§ **SELECTED TEXT**:

******

When one of the owners of the Rock City Coffee in Rockland, Maine, sadly passed from cancer in 2010, the remaining partner in the business, Susanne Ward, then in her 60s, began to consider retirement.
Yet she grew fearful that if she sold the beloved community institution she’d helped build to a buyer inexperienced in the industry or to a competitor, or was unable to find a buyer at all, the outcome could be a shuttering of the business, costing all her workers their jobs.
Fortunately for everyone, Ward explored the less common option of selling the company to the workers, as these are, after all, the people that already know, love and are dedicated to the survival of RCC. And so after years of preparation and work, Rock City Cafe and Rock City Coffee Roasters officially transitioned last month from a single-owner corporation to The Rock City Employee Cooperative.
“It was a very slow process,” RCCR Roaster and Buyer Kevin Malmstrom told Daily Coffee News of the conversion that began in 2014. The business then hit a delay the following year as a crowdfunding campaign was required to support replacing the company’s Diedrich with a Loring, after the city took issue with emissions from the roastery.
After doing the initial research on her own, Ward then turned to the Massachusetts-based Cooperative Development Institute. She then brought it up in meetings with Rock City staff, enough of whom were interested so that it was worth holding a vote. Seventeen out of 30 workers got on board the worker-ownership challenge.
The workers then needed to bone up on the process, as well, and prepare for the big and real steps of financing the transition. Said Malmstrom, “We received most of our financial training through CDI and Cooperative Finance of New England, who financed our loan.”
The ownership group voted in its first board and the business started functioning as a coop before the transition into actual ownership was complete, which eased the transition once the loan was secured.
“From personal experience I can’t recommend this process enough,” Malmstrom of the extended transition. “It lets the worker-owners ease into their new roles without the newly added pressure of actually owning and being responsible for the business. We kept instant enrollment open until the day before the loan was approved.”
With financing in place and the staff up to speed, Ward then made things official with the lawyers and the bank, and so the Rock City Employee Cooperative was on its way.

******

§ **DATA**:
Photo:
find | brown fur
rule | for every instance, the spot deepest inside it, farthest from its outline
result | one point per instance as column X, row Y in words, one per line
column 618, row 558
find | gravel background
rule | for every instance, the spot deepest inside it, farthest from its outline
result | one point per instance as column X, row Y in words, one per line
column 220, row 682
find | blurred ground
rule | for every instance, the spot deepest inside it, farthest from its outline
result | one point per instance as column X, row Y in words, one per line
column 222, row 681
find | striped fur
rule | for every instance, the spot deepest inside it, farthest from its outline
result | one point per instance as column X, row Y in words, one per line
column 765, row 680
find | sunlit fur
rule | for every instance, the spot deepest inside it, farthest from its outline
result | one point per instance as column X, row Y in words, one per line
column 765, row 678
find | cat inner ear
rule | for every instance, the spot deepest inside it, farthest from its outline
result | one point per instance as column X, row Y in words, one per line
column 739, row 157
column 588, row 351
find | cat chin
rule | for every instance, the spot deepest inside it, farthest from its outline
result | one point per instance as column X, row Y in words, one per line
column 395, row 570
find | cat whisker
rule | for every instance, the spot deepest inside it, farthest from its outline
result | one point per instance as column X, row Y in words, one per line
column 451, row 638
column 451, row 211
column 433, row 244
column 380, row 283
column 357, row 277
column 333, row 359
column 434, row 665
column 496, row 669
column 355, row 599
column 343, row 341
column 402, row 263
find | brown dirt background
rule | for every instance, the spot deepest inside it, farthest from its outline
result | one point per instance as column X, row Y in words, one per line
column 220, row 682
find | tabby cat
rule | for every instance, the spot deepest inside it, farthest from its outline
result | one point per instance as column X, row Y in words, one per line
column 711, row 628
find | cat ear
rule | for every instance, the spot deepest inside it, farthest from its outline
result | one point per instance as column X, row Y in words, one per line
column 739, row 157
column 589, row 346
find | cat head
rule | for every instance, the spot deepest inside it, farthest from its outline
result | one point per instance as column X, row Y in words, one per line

******

Could you write the next part of the article about Rock City Coffee becoming a worker cooperative, starting after its last sentence? The data is separate from the article about Rock City Coffee.

“Our day to day life at work is the same and that includes the management structure,” Malmstrom said. “Everyone has an equal share and an equal vote in all major decisions. We have a board that answers to the members’ wants and needs, which is then communicated to the managers. Non-members don’t have a vote but they’re more than welcome to participate in any committee that they want.”
Ward, currently enjoying a “much-needed” vacation in Ireland, is committed to staying on as the company’s manager for one more year, collecting an appreciated continued income stream after having partially financed the estimated $20,000 in training, technical assistance, legal and accounting fees herself. Employees will also get a share of the profits at the end of the year, and will continue building equity in the business beyond their initial memership fee, based on number of hours worked.
The Rock City Coffee Roasters’ Loring S15 took just over 64,000 pounds last year into the light or medium range to bring out the best in each single-origin, sourced mostly through Royal New York, according to Malmstrom.
“We also offer a large selection of dark roast coffee,” said Malmstrom. “We did start in 1999, after all.”
Wholesale growth will be the focus in the short term, which Malmstrom said will include reaching out to a variety of food cooperatives in Maine and New England in hopes of establishing partnerships with kindred businesses. New equipment and a retail expansion could come a few years further down the road, should the cooperative vote to approve them.